_EXERCISE DIRECTIONS:_ Which lines of the entries below contain the string "gray"? Pick out each one and copy it in full, matching case exactly.

_RECORD LIST:_
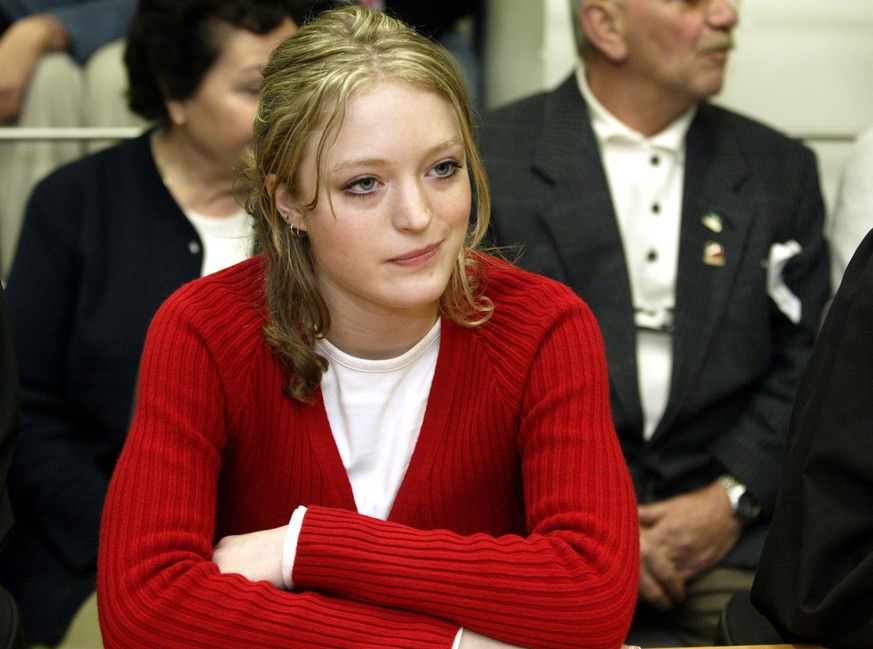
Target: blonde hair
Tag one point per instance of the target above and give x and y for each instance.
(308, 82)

* * *

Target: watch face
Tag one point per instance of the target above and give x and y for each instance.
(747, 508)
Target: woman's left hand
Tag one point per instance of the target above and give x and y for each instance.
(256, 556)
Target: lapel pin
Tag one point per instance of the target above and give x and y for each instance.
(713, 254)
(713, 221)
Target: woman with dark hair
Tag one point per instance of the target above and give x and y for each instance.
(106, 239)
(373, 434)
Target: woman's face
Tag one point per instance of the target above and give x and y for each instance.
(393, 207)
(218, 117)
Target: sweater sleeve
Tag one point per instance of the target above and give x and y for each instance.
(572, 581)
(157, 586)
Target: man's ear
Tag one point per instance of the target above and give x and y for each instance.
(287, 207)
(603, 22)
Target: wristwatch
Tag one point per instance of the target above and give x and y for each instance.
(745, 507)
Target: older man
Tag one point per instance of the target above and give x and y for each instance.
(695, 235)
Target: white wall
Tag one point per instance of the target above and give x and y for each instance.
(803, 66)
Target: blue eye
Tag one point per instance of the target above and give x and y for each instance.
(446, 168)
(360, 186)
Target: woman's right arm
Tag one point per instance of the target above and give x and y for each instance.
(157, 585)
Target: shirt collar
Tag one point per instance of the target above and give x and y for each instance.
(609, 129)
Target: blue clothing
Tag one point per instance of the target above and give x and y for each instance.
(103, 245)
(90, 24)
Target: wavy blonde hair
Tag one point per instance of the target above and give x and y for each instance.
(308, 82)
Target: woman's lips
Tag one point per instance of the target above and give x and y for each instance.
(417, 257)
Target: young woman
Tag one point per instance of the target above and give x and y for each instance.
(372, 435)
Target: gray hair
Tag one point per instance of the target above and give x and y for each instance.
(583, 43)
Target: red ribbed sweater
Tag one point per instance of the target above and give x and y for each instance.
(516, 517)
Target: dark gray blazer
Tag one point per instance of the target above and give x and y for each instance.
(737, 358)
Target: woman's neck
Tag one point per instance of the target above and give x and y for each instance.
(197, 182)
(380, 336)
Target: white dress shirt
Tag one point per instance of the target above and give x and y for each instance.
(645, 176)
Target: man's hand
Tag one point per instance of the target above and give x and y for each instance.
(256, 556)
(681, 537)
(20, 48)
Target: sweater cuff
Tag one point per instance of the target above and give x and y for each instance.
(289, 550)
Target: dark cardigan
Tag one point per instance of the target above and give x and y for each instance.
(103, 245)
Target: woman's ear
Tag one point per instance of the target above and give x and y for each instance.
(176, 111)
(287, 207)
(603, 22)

---

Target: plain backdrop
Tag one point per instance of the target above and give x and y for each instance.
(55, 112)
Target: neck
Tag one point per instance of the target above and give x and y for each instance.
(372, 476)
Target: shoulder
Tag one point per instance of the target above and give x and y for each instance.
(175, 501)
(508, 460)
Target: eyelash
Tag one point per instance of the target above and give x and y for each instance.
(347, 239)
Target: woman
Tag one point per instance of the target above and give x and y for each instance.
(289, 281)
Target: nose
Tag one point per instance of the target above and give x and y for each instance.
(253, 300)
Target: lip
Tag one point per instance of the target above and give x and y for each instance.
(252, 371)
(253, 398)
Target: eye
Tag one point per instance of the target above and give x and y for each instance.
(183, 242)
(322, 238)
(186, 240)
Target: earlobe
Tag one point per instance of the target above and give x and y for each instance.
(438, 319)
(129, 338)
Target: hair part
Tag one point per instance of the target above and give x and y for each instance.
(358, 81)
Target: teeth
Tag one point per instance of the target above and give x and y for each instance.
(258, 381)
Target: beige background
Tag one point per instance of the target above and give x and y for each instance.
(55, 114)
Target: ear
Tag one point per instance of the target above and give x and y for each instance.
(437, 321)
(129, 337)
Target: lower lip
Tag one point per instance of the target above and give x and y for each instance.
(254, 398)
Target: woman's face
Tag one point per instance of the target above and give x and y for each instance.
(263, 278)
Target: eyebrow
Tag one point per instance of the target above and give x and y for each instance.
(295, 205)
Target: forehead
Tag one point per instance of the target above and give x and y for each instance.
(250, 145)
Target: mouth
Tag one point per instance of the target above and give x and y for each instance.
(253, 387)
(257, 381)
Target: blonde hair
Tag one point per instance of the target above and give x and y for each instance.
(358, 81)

_THE ANSWER:_
Target: gray hair
Target: dark gray blazer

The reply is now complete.